## Start Source passage

The Sunraders and the Chinooks have something in common with each other, they have a fiberglass shell. Those shells were laid up inside of a mold. In order to remove the shell from the mold the sides had a slope to them as well as radius at the corners.

The efficient way to build cabinets for them is to create a face frame to which you attach some type of door or some other type of restraint for holding in the contents. There really is no back to the cabinets as that is created by the shell itself. The top of the cabinets is formed by the counter top which is secured to the shell or else held up by the end panels or dividers of the cabinet. The bed is created in a similar way but instead of a counter top you will have boards which support the seats. If you need to create an end panel that is exposed and needs to follow the contour of the shell then just make a template out of cardboard for that plywood shape.

## End Source passage
## Start Data to use

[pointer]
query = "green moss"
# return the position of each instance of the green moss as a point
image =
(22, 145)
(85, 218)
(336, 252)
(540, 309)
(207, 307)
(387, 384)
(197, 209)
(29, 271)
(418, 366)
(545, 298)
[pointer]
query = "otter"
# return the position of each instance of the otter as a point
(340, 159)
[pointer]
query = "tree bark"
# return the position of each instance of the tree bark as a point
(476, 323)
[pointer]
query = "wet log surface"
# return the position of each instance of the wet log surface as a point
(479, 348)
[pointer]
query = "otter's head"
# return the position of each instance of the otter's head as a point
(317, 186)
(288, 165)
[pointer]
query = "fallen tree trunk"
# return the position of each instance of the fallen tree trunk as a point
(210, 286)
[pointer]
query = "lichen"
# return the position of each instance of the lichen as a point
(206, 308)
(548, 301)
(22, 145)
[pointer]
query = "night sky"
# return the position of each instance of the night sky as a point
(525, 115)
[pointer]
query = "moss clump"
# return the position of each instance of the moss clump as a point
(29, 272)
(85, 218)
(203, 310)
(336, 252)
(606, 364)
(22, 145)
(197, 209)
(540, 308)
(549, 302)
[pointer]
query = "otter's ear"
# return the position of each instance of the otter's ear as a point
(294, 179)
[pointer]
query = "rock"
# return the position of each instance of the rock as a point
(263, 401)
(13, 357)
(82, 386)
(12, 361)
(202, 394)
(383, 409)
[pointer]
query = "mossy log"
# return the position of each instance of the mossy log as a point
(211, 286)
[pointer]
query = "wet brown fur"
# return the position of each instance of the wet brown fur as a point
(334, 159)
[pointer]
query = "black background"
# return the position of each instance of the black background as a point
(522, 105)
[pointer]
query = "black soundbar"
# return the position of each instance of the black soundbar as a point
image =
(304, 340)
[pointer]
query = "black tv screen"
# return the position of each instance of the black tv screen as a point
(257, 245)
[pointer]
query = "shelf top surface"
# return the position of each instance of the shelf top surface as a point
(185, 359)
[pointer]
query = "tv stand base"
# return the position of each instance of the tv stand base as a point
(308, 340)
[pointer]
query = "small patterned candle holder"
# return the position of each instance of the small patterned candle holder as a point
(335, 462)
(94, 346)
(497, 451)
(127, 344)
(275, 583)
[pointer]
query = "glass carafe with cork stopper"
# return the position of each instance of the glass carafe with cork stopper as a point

## End Data to use

(Exercise tasks):
A: Locate each line in the records that contains the word "cork", and copy those lines.
B: Please carry on the cabinet-building passage, starting after its last sentence.
The records are unrelated to the cabinet-building passage.

(Task-by-task results):
A:
query = "glass carafe with cork stopper"
# return the position of each instance of the glass carafe with cork stopper as a point

B:
If you are not a great woodworker and/or want to keep the weight down and strength up you can create a face frame from aluminum angle and pull rivet it to join the pieces. Simple plywood panel doors will look nice with an exposed aluminum face frame. You can also pull rivet hinges into place if you wish to do so or else bolt them to the frame. This is a pretty simple way to frame in the cabinets, you just measure and cut to length. Minimal tools needed, an 8 inch power miter saw with a carbide blade for cutting the aluminum to length, a drill motor, a metal file for smoothing cut edges and rounding over edges as needed, a drill motor and a rivet puller. You can have a cabinet shop cut your doors, counters and the boards below the cushions to size from sheets of plywood. That is a minimal labor cost compared to having the whole cabinet fabricated by them.